- Records shown:

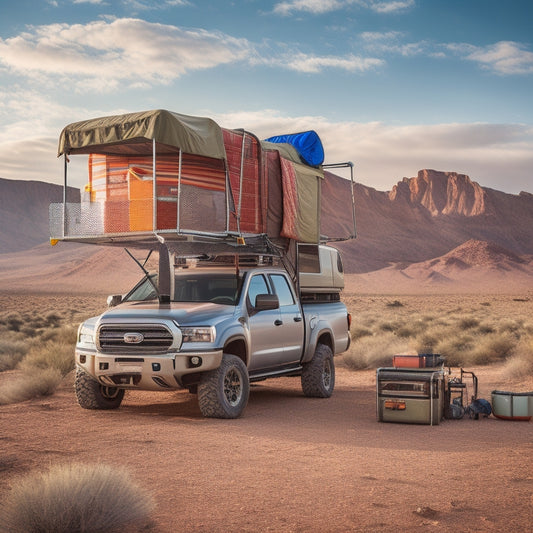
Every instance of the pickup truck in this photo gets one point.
(222, 328)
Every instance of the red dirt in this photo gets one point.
(290, 464)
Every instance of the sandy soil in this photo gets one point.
(290, 463)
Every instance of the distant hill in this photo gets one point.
(24, 212)
(425, 217)
(432, 231)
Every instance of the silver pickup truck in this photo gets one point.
(222, 328)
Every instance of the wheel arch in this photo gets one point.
(237, 346)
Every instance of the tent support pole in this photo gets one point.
(65, 166)
(154, 188)
(178, 206)
(240, 184)
(346, 165)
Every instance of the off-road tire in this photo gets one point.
(318, 376)
(223, 392)
(92, 395)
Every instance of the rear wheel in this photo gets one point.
(318, 376)
(223, 392)
(92, 395)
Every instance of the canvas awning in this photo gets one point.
(134, 133)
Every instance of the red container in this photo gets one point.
(408, 361)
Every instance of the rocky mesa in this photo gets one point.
(435, 228)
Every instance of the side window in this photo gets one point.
(258, 285)
(283, 290)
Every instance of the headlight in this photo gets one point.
(85, 335)
(200, 334)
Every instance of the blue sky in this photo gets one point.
(392, 85)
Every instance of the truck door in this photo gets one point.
(267, 346)
(291, 331)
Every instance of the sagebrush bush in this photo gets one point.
(65, 334)
(520, 363)
(76, 498)
(51, 354)
(491, 348)
(11, 353)
(30, 385)
(375, 351)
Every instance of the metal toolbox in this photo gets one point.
(411, 396)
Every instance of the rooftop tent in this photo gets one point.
(187, 156)
(307, 144)
(134, 134)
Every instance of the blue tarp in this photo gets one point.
(307, 143)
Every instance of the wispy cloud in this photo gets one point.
(383, 154)
(309, 6)
(324, 6)
(503, 57)
(313, 64)
(387, 6)
(102, 54)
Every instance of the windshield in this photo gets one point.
(193, 286)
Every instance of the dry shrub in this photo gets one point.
(375, 351)
(455, 347)
(491, 348)
(11, 352)
(30, 385)
(76, 497)
(520, 364)
(51, 354)
(468, 322)
(65, 334)
(358, 332)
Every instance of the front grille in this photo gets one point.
(156, 338)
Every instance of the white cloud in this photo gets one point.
(504, 57)
(325, 6)
(312, 64)
(496, 155)
(310, 6)
(380, 6)
(100, 55)
(96, 2)
(499, 156)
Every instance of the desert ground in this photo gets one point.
(290, 464)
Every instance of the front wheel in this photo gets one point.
(92, 395)
(318, 376)
(223, 392)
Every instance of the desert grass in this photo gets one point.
(76, 497)
(465, 329)
(26, 386)
(37, 338)
(11, 353)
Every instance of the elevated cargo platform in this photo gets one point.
(159, 176)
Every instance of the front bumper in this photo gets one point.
(148, 372)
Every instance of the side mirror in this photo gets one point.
(114, 300)
(265, 302)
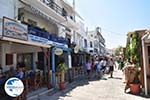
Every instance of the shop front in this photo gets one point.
(19, 51)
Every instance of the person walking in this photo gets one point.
(98, 69)
(88, 68)
(111, 67)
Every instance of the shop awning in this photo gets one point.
(26, 42)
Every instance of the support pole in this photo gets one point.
(53, 68)
(144, 63)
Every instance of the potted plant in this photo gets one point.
(135, 85)
(62, 68)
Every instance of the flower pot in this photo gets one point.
(62, 86)
(135, 88)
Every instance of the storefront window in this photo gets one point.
(27, 59)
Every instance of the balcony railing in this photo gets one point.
(36, 31)
(51, 4)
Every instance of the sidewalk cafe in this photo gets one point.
(20, 53)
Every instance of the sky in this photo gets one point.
(115, 17)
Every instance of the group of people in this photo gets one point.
(100, 65)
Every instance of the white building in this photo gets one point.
(96, 42)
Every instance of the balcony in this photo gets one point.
(39, 35)
(48, 8)
(52, 10)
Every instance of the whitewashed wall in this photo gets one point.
(7, 8)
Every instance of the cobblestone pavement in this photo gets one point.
(104, 89)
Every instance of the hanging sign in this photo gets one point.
(58, 51)
(76, 49)
(14, 29)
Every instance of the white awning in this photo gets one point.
(26, 42)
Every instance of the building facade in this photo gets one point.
(96, 42)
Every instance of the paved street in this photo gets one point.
(104, 89)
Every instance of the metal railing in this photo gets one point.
(51, 4)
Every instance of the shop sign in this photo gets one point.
(58, 51)
(14, 29)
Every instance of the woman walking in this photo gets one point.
(111, 67)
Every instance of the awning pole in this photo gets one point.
(53, 68)
(144, 63)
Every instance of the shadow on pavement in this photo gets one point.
(77, 83)
(115, 78)
(139, 95)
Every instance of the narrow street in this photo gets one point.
(104, 89)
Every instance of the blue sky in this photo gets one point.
(115, 17)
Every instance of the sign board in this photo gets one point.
(14, 29)
(37, 39)
(58, 51)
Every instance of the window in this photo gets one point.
(91, 45)
(9, 59)
(31, 22)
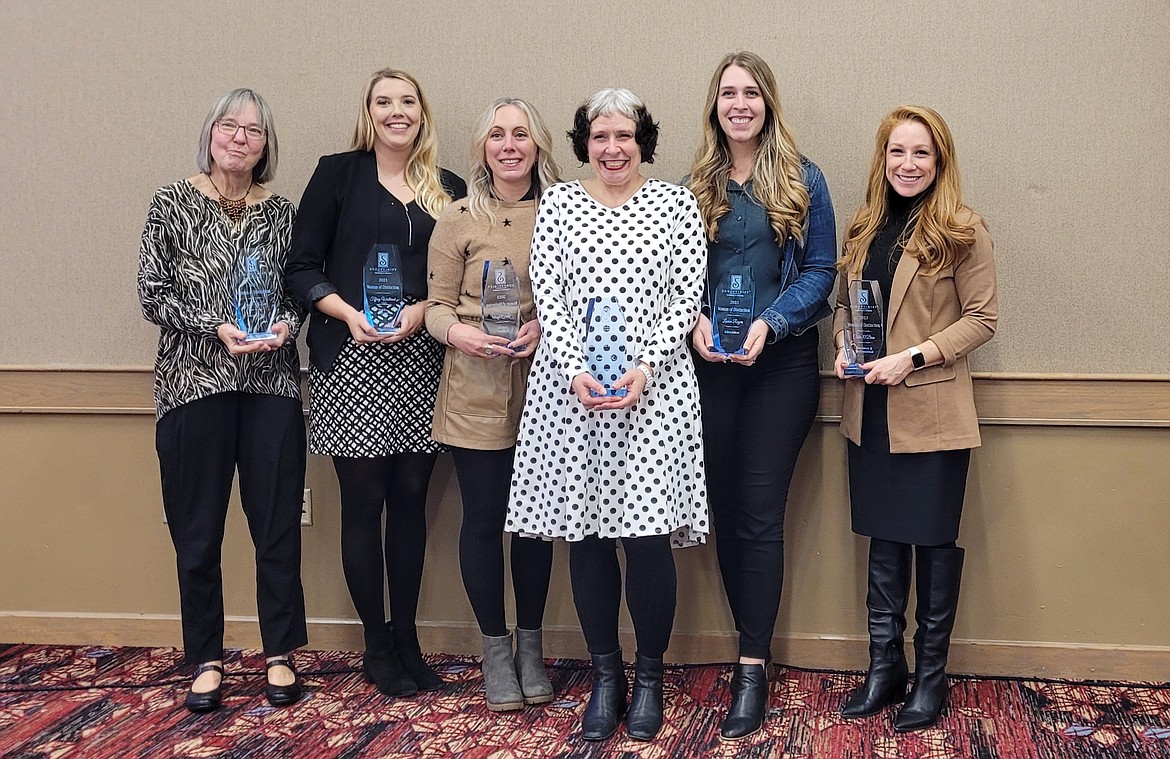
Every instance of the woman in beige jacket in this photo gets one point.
(482, 387)
(910, 420)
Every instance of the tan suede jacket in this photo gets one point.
(957, 308)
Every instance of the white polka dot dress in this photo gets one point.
(626, 473)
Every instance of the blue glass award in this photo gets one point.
(382, 294)
(254, 296)
(865, 331)
(605, 344)
(733, 310)
(500, 299)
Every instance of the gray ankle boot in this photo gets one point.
(500, 683)
(534, 680)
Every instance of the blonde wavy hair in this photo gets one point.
(422, 164)
(941, 223)
(481, 194)
(777, 178)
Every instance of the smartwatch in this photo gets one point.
(916, 357)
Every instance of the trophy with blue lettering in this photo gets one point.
(500, 299)
(865, 331)
(605, 344)
(382, 294)
(733, 310)
(254, 296)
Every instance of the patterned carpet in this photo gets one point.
(128, 702)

- Exercise instructions: Reproduce the rows from the line with "Every instance of the shop sign" through the end of the rows, copying each line unchanged but omitting the pictures.

- Expected answer:
Every instance of the shop sign in this photo gets one point.
(58, 51)
(14, 29)
Every instance of the woman walking in this photo gets one point.
(111, 67)
Every instance of the awning pole in this photo gets one point.
(53, 68)
(144, 63)
Every instance of the shadow on pavement in this photo gets one point.
(77, 83)
(115, 78)
(139, 95)
Every instance of the narrow street in this photo gets one point.
(104, 89)
Every instance of the blue sky in this photo gets one point.
(115, 17)
Every instance of the sign board in this photo gets one point.
(14, 29)
(37, 39)
(58, 51)
Every instance of the window in this photo gets one point.
(91, 45)
(9, 59)
(31, 22)
Every instance of the woman in beige jacket in this photo gets one point.
(482, 387)
(910, 420)
Every instance of the tan suede jacket in this photo gets one point.
(957, 308)
Every instance of the white polka dot dress in this photo gets one point.
(626, 473)
Every instance of the blue glass award in this photo gets one point.
(382, 294)
(254, 296)
(865, 331)
(605, 344)
(733, 310)
(500, 299)
Every instance of the gray ankle boot in this photo gets one point.
(500, 683)
(534, 680)
Every instance of the blonde wavy hair in this photo gets one point.
(422, 164)
(941, 223)
(481, 194)
(777, 178)
Every instance of the smartwatch in this photo gets one point.
(916, 357)
Every instance of the trophy with blue lettering in this photo gets one point.
(500, 299)
(865, 331)
(605, 344)
(382, 294)
(733, 310)
(254, 296)
Every instance of the patterned carpet in this photo gets one point.
(128, 702)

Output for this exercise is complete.